>> START Source data

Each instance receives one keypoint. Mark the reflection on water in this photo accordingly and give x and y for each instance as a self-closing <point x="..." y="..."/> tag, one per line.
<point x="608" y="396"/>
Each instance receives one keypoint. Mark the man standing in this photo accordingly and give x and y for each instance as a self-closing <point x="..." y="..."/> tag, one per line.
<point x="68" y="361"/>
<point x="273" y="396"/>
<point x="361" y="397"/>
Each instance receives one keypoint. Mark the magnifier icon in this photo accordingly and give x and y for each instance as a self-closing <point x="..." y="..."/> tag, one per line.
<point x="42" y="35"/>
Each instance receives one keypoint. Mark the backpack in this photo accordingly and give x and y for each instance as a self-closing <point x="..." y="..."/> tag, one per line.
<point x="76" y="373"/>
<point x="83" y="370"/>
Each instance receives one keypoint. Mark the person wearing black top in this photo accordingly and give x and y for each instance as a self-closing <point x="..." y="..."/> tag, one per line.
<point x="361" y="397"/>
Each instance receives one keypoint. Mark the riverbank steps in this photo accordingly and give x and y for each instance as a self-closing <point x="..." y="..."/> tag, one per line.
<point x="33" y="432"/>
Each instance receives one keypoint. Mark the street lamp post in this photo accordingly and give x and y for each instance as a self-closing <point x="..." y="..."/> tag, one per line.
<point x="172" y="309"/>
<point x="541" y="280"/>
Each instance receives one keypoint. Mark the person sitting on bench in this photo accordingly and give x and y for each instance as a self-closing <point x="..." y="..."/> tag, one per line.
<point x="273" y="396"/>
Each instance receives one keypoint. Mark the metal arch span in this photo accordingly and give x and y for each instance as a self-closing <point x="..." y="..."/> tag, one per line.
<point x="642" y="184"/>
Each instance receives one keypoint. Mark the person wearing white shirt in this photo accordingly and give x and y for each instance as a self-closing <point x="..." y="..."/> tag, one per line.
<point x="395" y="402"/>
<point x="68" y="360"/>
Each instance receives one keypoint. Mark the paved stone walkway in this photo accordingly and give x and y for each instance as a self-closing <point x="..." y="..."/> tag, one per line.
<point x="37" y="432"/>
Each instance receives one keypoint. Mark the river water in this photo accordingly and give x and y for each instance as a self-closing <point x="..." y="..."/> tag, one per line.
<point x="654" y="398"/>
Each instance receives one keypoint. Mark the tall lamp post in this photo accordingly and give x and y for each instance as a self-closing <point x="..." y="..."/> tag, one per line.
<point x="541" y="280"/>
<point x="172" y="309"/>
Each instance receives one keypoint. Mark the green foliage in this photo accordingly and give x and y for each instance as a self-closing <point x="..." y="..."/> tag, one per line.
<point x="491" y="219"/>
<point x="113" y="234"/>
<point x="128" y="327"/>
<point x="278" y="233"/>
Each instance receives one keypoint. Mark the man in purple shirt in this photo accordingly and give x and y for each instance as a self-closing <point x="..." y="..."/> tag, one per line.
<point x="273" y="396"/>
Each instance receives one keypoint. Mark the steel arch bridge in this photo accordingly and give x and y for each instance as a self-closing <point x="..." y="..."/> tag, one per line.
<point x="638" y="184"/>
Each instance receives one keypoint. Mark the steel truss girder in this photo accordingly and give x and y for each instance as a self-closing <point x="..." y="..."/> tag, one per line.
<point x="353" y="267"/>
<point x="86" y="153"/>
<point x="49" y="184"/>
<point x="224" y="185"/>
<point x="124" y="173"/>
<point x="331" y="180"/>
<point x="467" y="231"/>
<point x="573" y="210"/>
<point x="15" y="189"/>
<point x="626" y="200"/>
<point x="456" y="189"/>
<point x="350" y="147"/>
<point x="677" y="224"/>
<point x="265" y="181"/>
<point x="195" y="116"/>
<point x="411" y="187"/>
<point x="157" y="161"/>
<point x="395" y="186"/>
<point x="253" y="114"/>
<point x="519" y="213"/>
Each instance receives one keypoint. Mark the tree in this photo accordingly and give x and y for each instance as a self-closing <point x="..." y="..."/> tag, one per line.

>> END Source data

**Job:** Put every one of the records above into a numbered list, one line per item, and omit any blank lines.

**Exercise solution:**
1. Each instance receives one keypoint. Mark the reflection on water in this photo accordingly and give x and y for each instance as a self-closing <point x="..." y="..."/> tag, one per line.
2. <point x="608" y="396"/>
3. Each instance receives one keypoint. Mark the man standing in this photo accordingly and give x and y for each instance as a self-closing <point x="..." y="..."/> tag, one per line.
4. <point x="68" y="361"/>
5. <point x="273" y="396"/>
6. <point x="361" y="397"/>
7. Each instance receives one keypoint. Mark the magnifier icon in this photo accordingly and give x and y for each instance as a self-closing <point x="..." y="..."/> tag, one per line.
8. <point x="42" y="35"/>
9. Each instance receives one keypoint. Mark the backpack in this photo accordingly and give x and y for each instance as a self-closing <point x="..." y="..."/> tag, one per line.
10. <point x="76" y="373"/>
11. <point x="83" y="370"/>
12. Each instance receives one keypoint. Mark the person wearing black top in this photo accordingly and give x and y for each instance as a self-closing <point x="..." y="..."/> tag, one per line.
13. <point x="361" y="397"/>
14. Each instance receives one keypoint. Mark the riverbank steps in this photo accordingly and give x and y for each instance as a self-closing <point x="..." y="..."/> tag, one per line.
15. <point x="33" y="432"/>
16. Each instance receives one keypoint. Mark the street lamp post in this photo accordingly and give x and y for each instance as a self-closing <point x="..." y="..."/> tag, one per line.
17. <point x="172" y="309"/>
18. <point x="541" y="280"/>
19. Each instance receives one keypoint. Mark the person sitting on bench in this photo accordingly and give x and y for each instance as a self-closing <point x="..." y="..."/> tag, one per line.
20. <point x="273" y="396"/>
21. Each instance receives one keypoint. Mark the metal arch span in this photo accordingly and give x and y for each instance as a self-closing <point x="..." y="..."/> tag, one per line.
22. <point x="642" y="184"/>
23. Each instance receives one keypoint. Mark the person wearing white shirt in this photo accordingly and give x and y for each instance as a self-closing <point x="..." y="..."/> tag, one per line.
24. <point x="395" y="402"/>
25. <point x="68" y="360"/>
26. Each instance receives one keypoint. Mark the paved stone walkway in this photo accordingly and give x and y for each instance as a self-closing <point x="..." y="..."/> tag, one per line.
27. <point x="37" y="432"/>
28. Each instance receives one keypoint. Mark the river water in this photo accordingly and give x and y for each instance as a self-closing <point x="..." y="..."/> tag, one per line.
29. <point x="654" y="398"/>
30. Each instance receives one keypoint. Mark the tall lamp post in this photo accordingly and give x and y for each instance as a self-closing <point x="..." y="..."/> tag, one per line.
31. <point x="541" y="280"/>
32. <point x="172" y="309"/>
33. Each instance receives one keypoint. Mark the green foliage in this photo accordingly and give x and y for each instance as a self-closing <point x="..." y="..."/> tag, one per line.
34. <point x="491" y="219"/>
35. <point x="113" y="234"/>
36. <point x="128" y="327"/>
37. <point x="278" y="233"/>
38. Each instance receives one keypoint. Mark the man in purple shirt in this photo accordingly and give x and y for each instance as a self-closing <point x="..." y="..."/> tag, one per line.
39. <point x="273" y="396"/>
40. Each instance receives one keypoint. Mark the steel arch bridge in this photo accordingly and give x and y for each instance as a self-closing <point x="..." y="..."/> tag, one per line.
41. <point x="638" y="184"/>
42. Each instance receives one keypoint. Mark the steel truss girder in this photo accordingly and give x and y for each instance as a self-closing <point x="..." y="..."/> tag, one per line.
43. <point x="353" y="267"/>
44. <point x="86" y="153"/>
45. <point x="49" y="184"/>
46. <point x="224" y="185"/>
47. <point x="124" y="173"/>
48. <point x="331" y="180"/>
49. <point x="467" y="231"/>
50. <point x="573" y="210"/>
51. <point x="15" y="189"/>
52. <point x="626" y="200"/>
53. <point x="456" y="189"/>
54. <point x="350" y="147"/>
55. <point x="677" y="224"/>
56. <point x="265" y="181"/>
57. <point x="195" y="116"/>
58. <point x="411" y="187"/>
59. <point x="157" y="161"/>
60. <point x="395" y="186"/>
61. <point x="253" y="114"/>
62. <point x="519" y="213"/>
63. Each instance receives one keypoint. Mark the tree in this photo accordingly and give x and y for each instance as a self-closing <point x="..." y="..."/> tag, one per line.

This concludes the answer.